» **REQUIRED ACTIONS**:
1) Answer these questions from the article about the Springfield tornado:
(a) How old is Ibone Guerrero?
(b) On what date did the storm strike?
(c) How long was the swath the tornado cut through the western part of the state?
2) Name every member of the Guerrero family mentioned in the article about the Springfield tornado.

In Springfield, storm heroine’s love buoys kin

July 05, 2011|By Peter Schworm, Globe Staff
  • ANGELICA GUERRERO
ANGELICA GUERRERO (Dina Rudick/Globe Staff )

WEST SPRINGFIELD - Back home after a long day at school, Ibone Guerrero had curled up for an afternoon nap in her parents’ bed. When she was little, she’d climb in beside her mother at night when she was scared or couldn’t sleep. Even now, at 15, she felt safest there.

Just before she drifted off to sleep on that early June afternoon, she wondered why the sky was getting so dark. Must be a storm coming, she thought.

As she recalled last week the devastating tornado that killed her mother, who died sheltering her from the ferocious storm that ripped apart their home, Guerrero’s eyes welled with tears she tried to smile through. As if hugging herself, she squeezed her left arm, still scratched and bruised from falling debris that crushed her mother as they huddled in a bathtub. Fabiola, her older sister, who had been at work during the June 1 storm, tenderly brushed Ibone’s bangs from her brow.

“I just thought it was a rainy day,’’ she said in a lengthy interview last week near the leveled three-family home. Plaintively, she looked to her father for affirmation. Juan Guerrero nodded sadly, and stretched his hand to hers.

For many, Angelica Guerrero’s death stands as the most indelible image of the tornado that ripped a 39-mile swath through the western part of the state, an instinctive act of motherly love and sacrifice.

» **DATA EXTRACT**:

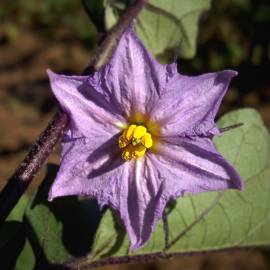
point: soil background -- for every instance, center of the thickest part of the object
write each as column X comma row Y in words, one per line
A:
column 30, row 43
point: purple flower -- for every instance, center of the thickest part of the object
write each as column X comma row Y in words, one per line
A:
column 140, row 135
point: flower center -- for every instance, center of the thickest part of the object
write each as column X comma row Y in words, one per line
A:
column 134, row 141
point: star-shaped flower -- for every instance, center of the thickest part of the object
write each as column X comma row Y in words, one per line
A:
column 140, row 135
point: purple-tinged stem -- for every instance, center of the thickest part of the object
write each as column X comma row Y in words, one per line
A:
column 29, row 167
column 40, row 151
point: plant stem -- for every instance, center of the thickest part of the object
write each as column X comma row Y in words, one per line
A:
column 40, row 151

» **EXERCISE SOLUTIONS**:
1)
(a) 15
(b) June 1
(c) 39 miles

2)
Ibone Guerrero
Angelica Guerrero
Fabiola
Juan Guerrero